Material ::
=-=-=

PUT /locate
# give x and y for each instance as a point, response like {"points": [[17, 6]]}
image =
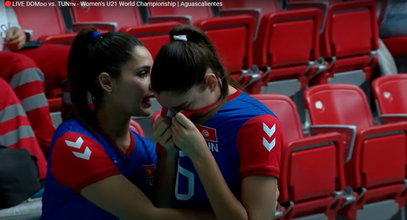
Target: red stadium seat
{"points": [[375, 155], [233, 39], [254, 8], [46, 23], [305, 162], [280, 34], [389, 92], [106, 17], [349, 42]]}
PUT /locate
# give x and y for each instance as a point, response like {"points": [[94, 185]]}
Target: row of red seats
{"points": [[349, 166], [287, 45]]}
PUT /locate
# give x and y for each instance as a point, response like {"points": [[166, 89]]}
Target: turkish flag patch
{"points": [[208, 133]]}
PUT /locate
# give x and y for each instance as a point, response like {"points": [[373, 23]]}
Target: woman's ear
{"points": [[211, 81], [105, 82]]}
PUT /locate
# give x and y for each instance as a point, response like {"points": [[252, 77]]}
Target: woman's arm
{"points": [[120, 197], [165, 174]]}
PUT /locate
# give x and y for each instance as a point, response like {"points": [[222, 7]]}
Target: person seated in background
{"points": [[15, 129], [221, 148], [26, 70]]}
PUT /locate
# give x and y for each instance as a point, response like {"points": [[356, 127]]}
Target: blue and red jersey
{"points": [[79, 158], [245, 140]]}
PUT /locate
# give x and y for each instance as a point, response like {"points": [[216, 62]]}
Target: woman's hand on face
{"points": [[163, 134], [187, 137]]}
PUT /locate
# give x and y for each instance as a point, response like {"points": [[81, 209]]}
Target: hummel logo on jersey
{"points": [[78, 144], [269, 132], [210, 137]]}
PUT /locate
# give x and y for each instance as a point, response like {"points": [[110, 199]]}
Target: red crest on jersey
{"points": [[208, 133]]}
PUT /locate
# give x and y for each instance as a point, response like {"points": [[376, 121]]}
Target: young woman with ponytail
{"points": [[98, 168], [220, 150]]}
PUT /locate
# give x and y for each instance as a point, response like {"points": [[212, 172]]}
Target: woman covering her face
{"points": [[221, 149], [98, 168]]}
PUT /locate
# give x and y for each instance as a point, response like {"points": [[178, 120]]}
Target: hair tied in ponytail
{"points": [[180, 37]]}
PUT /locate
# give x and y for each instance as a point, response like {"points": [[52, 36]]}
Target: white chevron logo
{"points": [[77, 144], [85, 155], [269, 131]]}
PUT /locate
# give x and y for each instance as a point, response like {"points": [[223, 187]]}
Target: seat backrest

=-=-=

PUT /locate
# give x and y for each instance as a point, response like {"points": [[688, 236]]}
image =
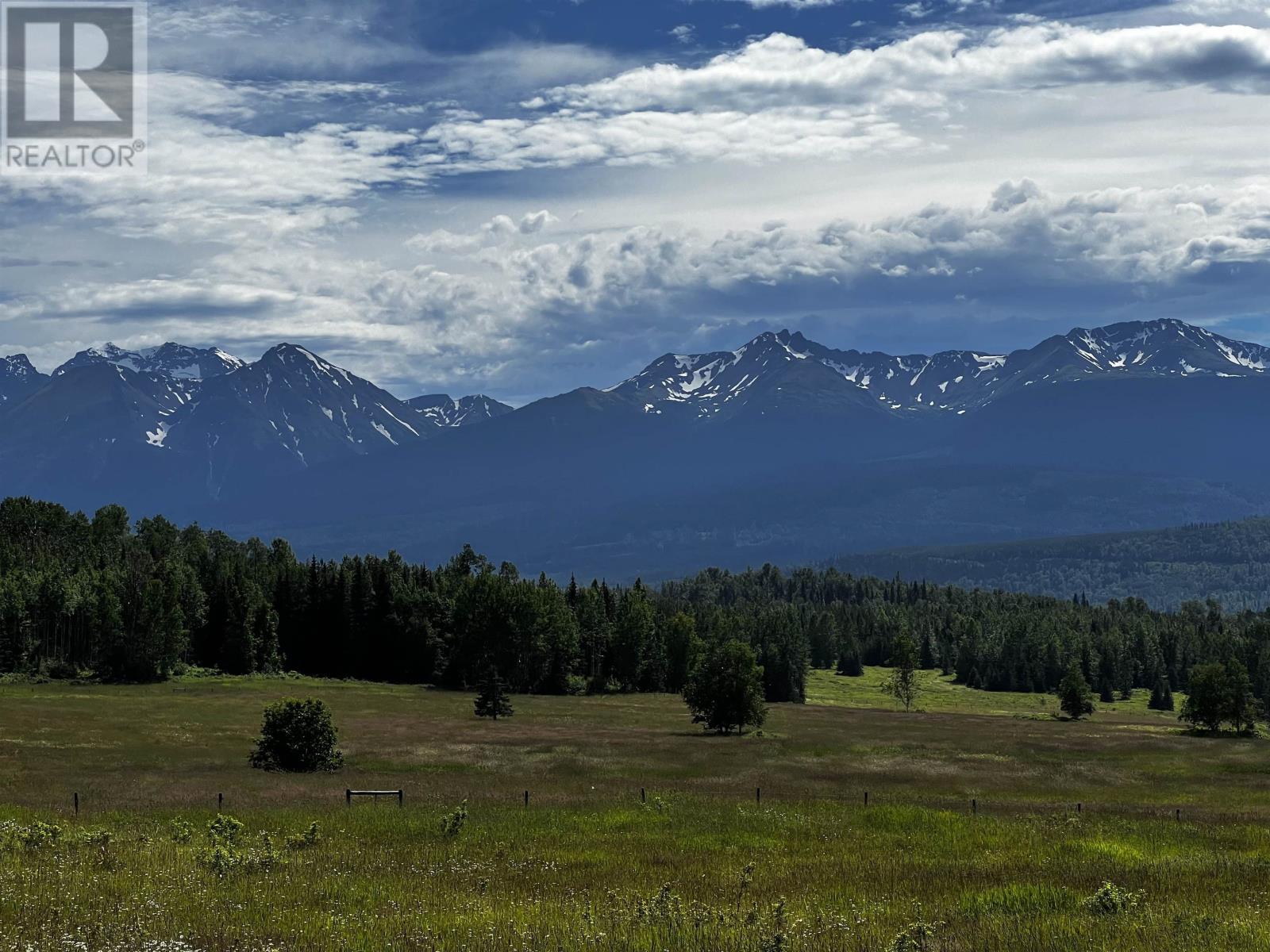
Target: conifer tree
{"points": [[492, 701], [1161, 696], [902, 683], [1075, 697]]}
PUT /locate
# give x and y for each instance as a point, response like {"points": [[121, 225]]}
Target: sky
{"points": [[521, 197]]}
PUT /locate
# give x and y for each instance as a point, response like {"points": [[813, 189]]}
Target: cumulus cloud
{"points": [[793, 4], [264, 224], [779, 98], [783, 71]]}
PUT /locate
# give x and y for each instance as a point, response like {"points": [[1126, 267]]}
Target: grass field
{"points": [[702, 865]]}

=-=-=

Task directions :: Count the lines in the items above that contain the string "jersey", treating uppercase and lowercase as different. Reply with the number only.

Correct answer :: 3